**EXERCISE REQUIREMENTS**
Put each line of all the entries below into a numbered list, skipping any blank lines. Leave the pictures out of the list.

**DATASET EXTRACT**
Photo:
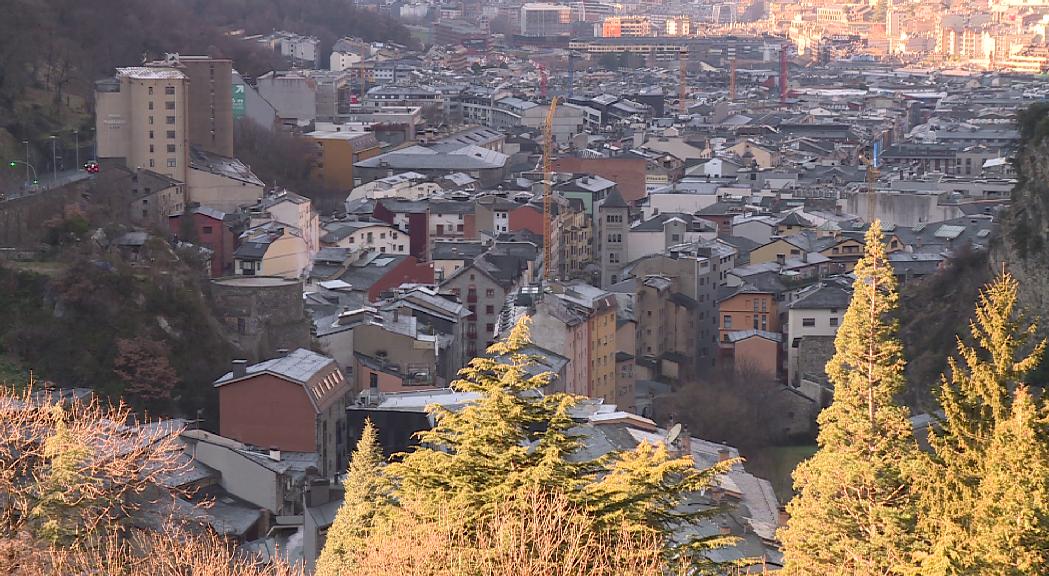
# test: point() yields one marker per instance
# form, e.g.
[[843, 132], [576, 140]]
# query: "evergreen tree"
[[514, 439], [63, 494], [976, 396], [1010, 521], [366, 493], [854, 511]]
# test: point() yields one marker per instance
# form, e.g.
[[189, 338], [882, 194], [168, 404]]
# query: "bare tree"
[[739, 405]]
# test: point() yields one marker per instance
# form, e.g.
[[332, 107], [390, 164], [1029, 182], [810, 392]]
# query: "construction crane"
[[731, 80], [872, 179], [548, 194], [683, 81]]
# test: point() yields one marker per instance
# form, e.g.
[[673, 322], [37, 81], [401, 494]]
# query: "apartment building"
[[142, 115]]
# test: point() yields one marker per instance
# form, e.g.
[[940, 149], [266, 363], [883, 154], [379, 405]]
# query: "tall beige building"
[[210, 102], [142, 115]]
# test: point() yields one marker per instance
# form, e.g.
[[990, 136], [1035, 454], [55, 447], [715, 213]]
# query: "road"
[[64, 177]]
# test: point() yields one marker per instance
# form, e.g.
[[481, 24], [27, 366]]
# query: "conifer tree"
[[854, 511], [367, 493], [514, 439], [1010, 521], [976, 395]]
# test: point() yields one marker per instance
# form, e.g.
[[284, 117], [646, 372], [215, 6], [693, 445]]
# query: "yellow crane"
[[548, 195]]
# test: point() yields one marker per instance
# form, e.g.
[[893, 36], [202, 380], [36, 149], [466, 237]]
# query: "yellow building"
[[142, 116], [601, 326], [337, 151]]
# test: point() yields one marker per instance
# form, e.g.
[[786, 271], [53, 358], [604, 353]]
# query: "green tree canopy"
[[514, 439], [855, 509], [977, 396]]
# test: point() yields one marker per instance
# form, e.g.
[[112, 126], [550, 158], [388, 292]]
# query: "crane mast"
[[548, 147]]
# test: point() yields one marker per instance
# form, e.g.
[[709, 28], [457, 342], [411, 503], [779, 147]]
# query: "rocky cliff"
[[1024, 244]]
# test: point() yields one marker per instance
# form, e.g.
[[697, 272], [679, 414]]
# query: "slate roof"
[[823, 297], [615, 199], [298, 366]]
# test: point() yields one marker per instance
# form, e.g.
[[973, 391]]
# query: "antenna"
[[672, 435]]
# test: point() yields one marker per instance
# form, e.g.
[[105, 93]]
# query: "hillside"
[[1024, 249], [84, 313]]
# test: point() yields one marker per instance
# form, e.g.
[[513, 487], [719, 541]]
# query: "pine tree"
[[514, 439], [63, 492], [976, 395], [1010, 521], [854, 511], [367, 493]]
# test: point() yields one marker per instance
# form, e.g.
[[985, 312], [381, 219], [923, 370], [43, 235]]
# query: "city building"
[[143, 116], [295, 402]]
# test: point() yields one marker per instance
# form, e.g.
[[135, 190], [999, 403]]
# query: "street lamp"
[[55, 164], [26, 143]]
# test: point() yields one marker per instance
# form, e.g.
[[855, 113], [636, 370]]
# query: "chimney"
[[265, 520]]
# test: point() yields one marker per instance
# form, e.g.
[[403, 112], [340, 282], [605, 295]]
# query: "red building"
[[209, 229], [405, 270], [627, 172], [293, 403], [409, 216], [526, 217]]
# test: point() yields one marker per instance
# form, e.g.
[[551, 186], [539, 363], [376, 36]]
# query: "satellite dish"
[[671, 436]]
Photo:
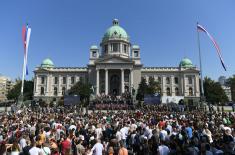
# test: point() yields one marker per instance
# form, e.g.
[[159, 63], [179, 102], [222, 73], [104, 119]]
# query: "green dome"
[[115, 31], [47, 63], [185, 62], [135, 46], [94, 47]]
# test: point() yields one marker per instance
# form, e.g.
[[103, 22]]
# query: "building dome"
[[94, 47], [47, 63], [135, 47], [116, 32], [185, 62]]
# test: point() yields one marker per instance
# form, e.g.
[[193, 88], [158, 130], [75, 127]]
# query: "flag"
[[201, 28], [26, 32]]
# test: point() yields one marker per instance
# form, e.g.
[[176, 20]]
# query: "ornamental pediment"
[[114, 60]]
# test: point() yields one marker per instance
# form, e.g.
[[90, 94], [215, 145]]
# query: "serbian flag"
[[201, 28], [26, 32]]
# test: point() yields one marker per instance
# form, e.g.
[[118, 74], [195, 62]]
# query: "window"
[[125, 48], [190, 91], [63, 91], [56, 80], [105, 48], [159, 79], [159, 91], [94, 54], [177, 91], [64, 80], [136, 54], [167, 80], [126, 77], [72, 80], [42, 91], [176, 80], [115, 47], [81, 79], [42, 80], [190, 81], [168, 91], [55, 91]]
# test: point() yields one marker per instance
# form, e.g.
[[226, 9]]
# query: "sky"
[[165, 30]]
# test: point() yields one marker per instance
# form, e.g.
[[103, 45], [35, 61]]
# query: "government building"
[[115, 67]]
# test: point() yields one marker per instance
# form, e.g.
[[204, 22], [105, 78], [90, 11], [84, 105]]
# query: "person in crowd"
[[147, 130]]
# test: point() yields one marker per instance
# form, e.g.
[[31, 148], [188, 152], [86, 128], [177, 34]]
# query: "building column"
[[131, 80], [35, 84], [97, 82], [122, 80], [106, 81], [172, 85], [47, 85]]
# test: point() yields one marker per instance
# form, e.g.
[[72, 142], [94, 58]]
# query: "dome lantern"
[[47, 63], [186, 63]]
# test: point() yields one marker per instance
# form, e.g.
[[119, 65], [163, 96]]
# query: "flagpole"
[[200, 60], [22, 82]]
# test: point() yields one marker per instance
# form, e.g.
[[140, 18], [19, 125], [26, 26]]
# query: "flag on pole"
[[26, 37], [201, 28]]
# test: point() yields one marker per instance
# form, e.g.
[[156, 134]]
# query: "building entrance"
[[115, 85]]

**RESULT OF THIS EXERCISE**
1. Photo:
2. # test: point() yields one marker per instance
3. # form, e.g.
4. [[843, 132], [576, 140]]
5. # query: "evergreen tree"
6. [[514, 439], [63, 494], [976, 396], [1010, 521], [366, 493], [854, 511]]
7. # test: point() yields one marker per instance
8. # form, e.g.
9. [[189, 338], [882, 194], [168, 404]]
10. # query: "bare tree"
11. [[739, 405]]
12. # test: point() yields one marker per instance
13. # form, e.g.
14. [[332, 107], [390, 164], [1029, 182], [810, 392]]
15. # query: "construction crane"
16. [[731, 80], [872, 179], [548, 194], [683, 81]]
17. # test: point() yields one marker per instance
18. # form, e.g.
19. [[673, 322], [37, 81], [401, 494]]
20. # query: "apartment building"
21. [[142, 115]]
22. # test: point() yields one marker per instance
23. # form, e.g.
24. [[940, 149], [266, 363], [883, 154], [379, 405]]
25. # query: "tall beige building"
26. [[210, 102], [142, 115]]
27. # test: point() yields one marker per instance
28. # form, e.g.
29. [[990, 136], [1035, 454], [55, 447], [715, 213]]
30. # query: "road"
31. [[64, 177]]
32. # test: point() yields one marker per instance
33. # form, e.g.
34. [[481, 24], [27, 366]]
35. # query: "conifer tree"
36. [[854, 511], [367, 493], [514, 439], [1010, 521], [976, 395]]
37. # test: point() yields one marker per instance
38. # form, e.g.
39. [[284, 117], [646, 372], [215, 6], [693, 445]]
40. # query: "yellow crane"
41. [[548, 195]]
42. # test: point() yields one marker per instance
43. # form, e.g.
44. [[893, 36], [202, 380], [36, 149], [466, 237]]
45. # query: "yellow building"
46. [[142, 116], [601, 326], [337, 151]]
47. # test: point() yields one marker per instance
48. # form, e.g.
49. [[786, 271], [53, 358], [604, 353]]
50. # query: "green tree canopy"
51. [[514, 439], [855, 509], [977, 396]]
52. # test: point() yields one marker per instance
53. # form, e.g.
54. [[112, 126], [550, 158], [388, 292]]
55. # query: "crane mast"
56. [[548, 147]]
57. # test: point() yields one marker per instance
58. # form, e.g.
59. [[709, 28], [457, 342], [411, 503], [779, 147]]
60. # query: "rocky cliff"
61. [[1024, 244]]
62. # test: point() yields one marker per instance
63. # form, e.g.
64. [[697, 272], [679, 414]]
65. # query: "slate roof"
66. [[823, 297], [615, 199], [298, 366]]
67. # test: point() yields one marker per instance
68. # form, e.g.
69. [[973, 391]]
70. # query: "antenna"
71. [[672, 435]]
72. # test: point() yields one marker per instance
73. # form, e.g.
74. [[105, 93]]
75. # query: "hillside"
76. [[1024, 249], [84, 313]]
77. # test: point() yields one marker per instance
78. # form, e.g.
79. [[513, 487], [719, 541]]
80. # query: "pine tree"
81. [[514, 439], [63, 492], [976, 395], [1010, 521], [854, 511], [367, 493]]
82. # test: point() yields one marker per instance
83. # form, e.g.
84. [[985, 312], [381, 219], [923, 370], [43, 235]]
85. # query: "city building"
86. [[143, 116], [295, 402]]
87. # test: point() yields one marker per instance
88. # form, e.g.
89. [[135, 190], [999, 403]]
90. # query: "street lamp"
91. [[55, 164], [26, 143]]
92. # test: point() yields one marker per instance
93. # form, e.g.
94. [[855, 113], [636, 370]]
95. # query: "chimney"
96. [[265, 520]]
97. # test: point() yields one marker per instance
98. # form, e.g.
99. [[403, 112], [340, 282], [605, 295]]
100. # query: "red building"
101. [[209, 229], [405, 270], [627, 172], [293, 403], [409, 216], [526, 217]]
102. # test: point() yields one marker per instance
103. # form, e.g.
104. [[551, 186], [539, 363], [376, 36]]
105. # query: "satellite dish"
106. [[671, 436]]
107. Photo:
108. # test: point() yields one marker per instance
109. # form, e.g.
110. [[159, 63], [179, 102], [222, 73], [104, 119]]
111. # query: "green dome"
112. [[115, 31], [47, 63], [185, 62], [135, 46], [94, 47]]
113. # test: point() yields one marker per instance
114. # form, e.g.
115. [[103, 22]]
116. # query: "building dome"
117. [[94, 47], [47, 63], [135, 47], [116, 32], [185, 62]]
118. # test: point() yields one marker per instance
119. # form, e.g.
120. [[193, 88], [158, 130], [75, 127]]
121. # query: "flag"
122. [[201, 28], [26, 32]]
123. # test: point() yields one marker per instance
124. # form, e.g.
125. [[176, 20]]
126. # query: "ornamental pediment"
127. [[114, 60]]
128. # test: point() yields one marker per instance
129. # form, e.g.
130. [[90, 94], [215, 145]]
131. # query: "serbian flag"
132. [[201, 28], [26, 32]]
133. # test: point() yields one marker per instance
134. # form, e.g.
135. [[118, 74], [195, 62]]
136. # query: "window"
137. [[125, 48], [190, 91], [63, 91], [56, 80], [105, 48], [159, 79], [159, 91], [94, 54], [177, 91], [64, 80], [136, 54], [167, 80], [126, 77], [72, 80], [42, 91], [176, 80], [115, 47], [81, 79], [42, 80], [190, 81], [168, 91], [55, 91]]
138. # test: point() yields one marker per instance
139. # form, e.g.
140. [[226, 9]]
141. # query: "sky"
142. [[165, 30]]
143. # test: point() yields one marker per instance
144. # form, e.g.
145. [[103, 45], [35, 61]]
146. # query: "government building"
147. [[115, 67]]
148. # test: point() yields one marker per instance
149. # form, e.g.
150. [[204, 22], [105, 78], [90, 11], [84, 105]]
151. # query: "person in crowd"
152. [[147, 130]]
153. # test: point() yields one marker per instance
154. # form, e.g.
155. [[31, 148], [188, 152], [86, 128], [177, 34]]
156. # query: "building column"
157. [[131, 80], [35, 84], [97, 82], [122, 80], [106, 81], [172, 85], [47, 85]]
158. # test: point() yields one marker per instance
159. # form, e.g.
160. [[72, 142], [94, 58]]
161. # query: "dome lantern"
162. [[47, 63], [186, 63]]
163. # test: point() yields one marker per instance
164. # form, e.g.
165. [[119, 65], [163, 96]]
166. # query: "flagpole"
167. [[200, 60], [22, 82]]
168. # test: point() yields one marker per instance
169. # form, e.g.
170. [[140, 18], [19, 125], [26, 26]]
171. # query: "flag on pole"
172. [[26, 37], [201, 28]]
173. # test: point() yields one marker per instance
174. # form, e.g.
175. [[156, 134]]
176. # query: "building entrance"
177. [[115, 85]]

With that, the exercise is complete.